━━ Text block ━━

You are the best part of any adventure

COUNTDOWN:

116 DAYS

April 12, 1945

Washington, D.C.

Harry Truman needed a drink. It was his eighty-second day as vice president. And as usual, he spent the afternoon in the Senate chamber, this time overseeing a debate about a water treaty with Mexico. As senators droned on, his mind wandered to his mother and sister, who still lived near the old Truman family farm back in Grandview, Missouri. Truman pulled out some paper and a pen, even though he was seated at his elevated desk on the rostrum in the Senate chamber.

Dear Mamma and Mary, he wrote, a windy Senator from Wisconsin was going on and on about a subject with which he is in no way familiar. It was part of Truman’s job as president of the Senate to officiate over sessions like this. But he couldn’t wait for it to end. There was someplace else he wanted to be. He had no idea his life was about to change forever.

Now, just before 5:00 p.m., the Senate mercifully recessed for the day. Truman started walking across the Capitol by himself, without his Secret Service detail—through the Senate side, across the Capitol Rotunda, then Statuary Hall, and onto the House side. Dressed smartly as usual, in a double-breasted gray suit, with a white handkerchief and a dark polka-dot bow tie, Truman was always in a hurry. And part of that was he walked fast.

He headed from the main public floor of the Capitol down to the ground floor, downstairs to House Speaker Sam Rayburn’s private hideaway, Room 9, which was known as the Board of Education. It was the most exclusive room in the Capitol—entry by Rayburn’s personal invitation only. Most afternoons, members of Congress met here after official business hours to discuss strategy, exchange gossip, and strike one for liberty, enjoying a drink, or two. Truman was a regular. And his drink of choice was bourbon and branch water.

The Board of Education was a classic Capitol refuge, some twenty feet in length and filled with big leather chairs, a couch, and a long mahogany desk that doubled as a liquor cabinet. The only dissonant note was an ornate painted ceiling, festooned with birds and animals and plants. Rayburn had a mural with a Texas lone star added at one end of the room.

When Truman arrived, Rayburn—Mr. Sam—told him that the White House was looking for him. Steve Early wants you to call him right away, Rayburn said, referring to President Roosevelt’s longtime secretary. Truman fixed himself a drink, then sat down and dialed the White House switchboard, National 1414.

This is the VP, Truman said.

When Early got on the line, he was brief and direct. His voice was tense. He told Truman to get to the White House as quickly and quietly as he could, and to come through the main Pennsylvania Avenue entrance. Rayburn was watching Truman, who he always thought was kind of pale. Now he got a little paler.

Jesus Christ and General Jackson, Truman exclaimed as he hung up the phone, too shocked to even hide it. He tried to remain calm. He told the others in the room he had to go to the White House on a special call. He immediately stood up, walked to the door, and put his hand on the knob, then stopped and turned. Boys, this is in this room. Something must have happened.

━━━

> [Actions to take]
• A. From the Truman passage, reproduce word for word the section starting with "Now, just before" and going on through "he walked fast.".
• B. Answer these questions from the Truman passage:
(i) Which day of his vice presidency was Truman on?
(ii) What was Truman's drink of choice?
(iii) What number did Truman dial to reach the White House switchboard?

━━ Recorded information ━━

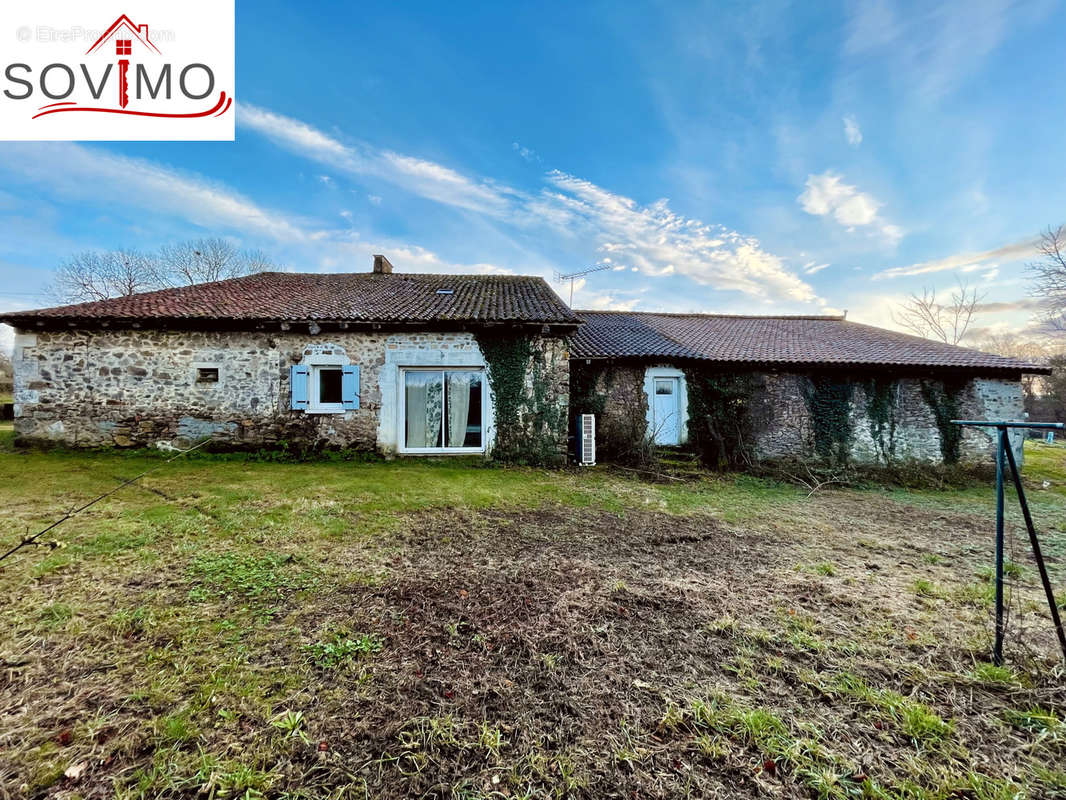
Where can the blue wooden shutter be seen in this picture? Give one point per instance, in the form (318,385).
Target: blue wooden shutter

━━━

> [The replies]
• A.
Now, just before 5:00 p.m., the Senate mercifully recessed for the day. Truman started walking across the Capitol by himself, without his Secret Service detail—through the Senate side, across the Capitol Rotunda, then Statuary Hall, and onto the House side. Dressed smartly as usual, in a double-breasted gray suit, with a white handkerchief and a dark polka-dot bow tie, Truman was always in a hurry. And part of that was he walked fast.

• B.
(i) His eighty-second day.
(ii) Bourbon and branch water.
(iii) National 1414.